§ **Fragmento propuesto**
---+---

En Venecia ese peligro viene por el lado local. Via Castellana Bandiera viene a confirmar la maldición del cine italiano en Venecia. Ante estas películas no se precisa citar a Greil Marcus y su “What is this shit?”, se da casi por supuesto que se trata de toda una “shit”. Que conste que esta ópera prima de Emma Dante, centrada en el enfrentamiento entre dos mujeres tan testarudas que optan por atascar una calle estrecha durante todo un día y una noche antes que dar marcha atrás con su coche y ceder el paso a la otra, podría haber dado lugar a una buena comedia en los tiempos gloriosos de la comedia italiana. Hoy es otra cosa que no se sabe muy bien qué. Bueno, sí, una metáfora de la sociedad contemporánea, quizás, y de ahí que Dante vaya ensanchando la calle, convertida al final de la película en casi una avenida sin que las respectivas conductoras se percaten de ello. Para este tipo de moralejas hubiese bastado con un cortometraje.

---+---

§ **Datos proporcionados**
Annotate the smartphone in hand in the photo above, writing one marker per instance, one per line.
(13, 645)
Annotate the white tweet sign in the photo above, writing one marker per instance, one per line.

---+---

§ **El problema**
Continúa el fragmento sobre la película Via Castellana Bandiera a partir de su última oración. Los datos no tienen relación con el fragmento sobre la película Via Castellana Bandiera.

§ **Respuesta del ejercicio**
Puede que también en el caso de The Police Officer’s Wife, de Philip Gröning, que además dura casi tres horas y se centra en una serie de viñetas de la vida cotidiana de una familia, un oficial de policía, su mujer y su hija pequeña, de la que poco a poco se va adueñando la violencia (de él hacia ella). Gröning ordena su película en capítulos, hasta 58, creo, cada uno precedido de un rótulo sobre negro, “Inicio del capítulo 15 (o el que toque)”, y que terminan con otro más, “Final del capítulo 15”, de tal forma que los capítulos están separados por un negro de unos quince segundos, si sumamos los rótulos de Final de un capítulo e Inicio del otro, según justifica el propio director en el press-book de la película, “porque tenía la necesidad de marcar la distancia entre capítulos”. Con muy pocos diálogos y un desarrollo dramático tan escaso como pausado, The Police Officer’s Wife se diría presidida por un rigor que es más teórico que práctico, una película en la que todo parece aleatorio, en la que el conjunto es el resultado de la suma de medio centenar de partes, la mayoría completamente prescindibles.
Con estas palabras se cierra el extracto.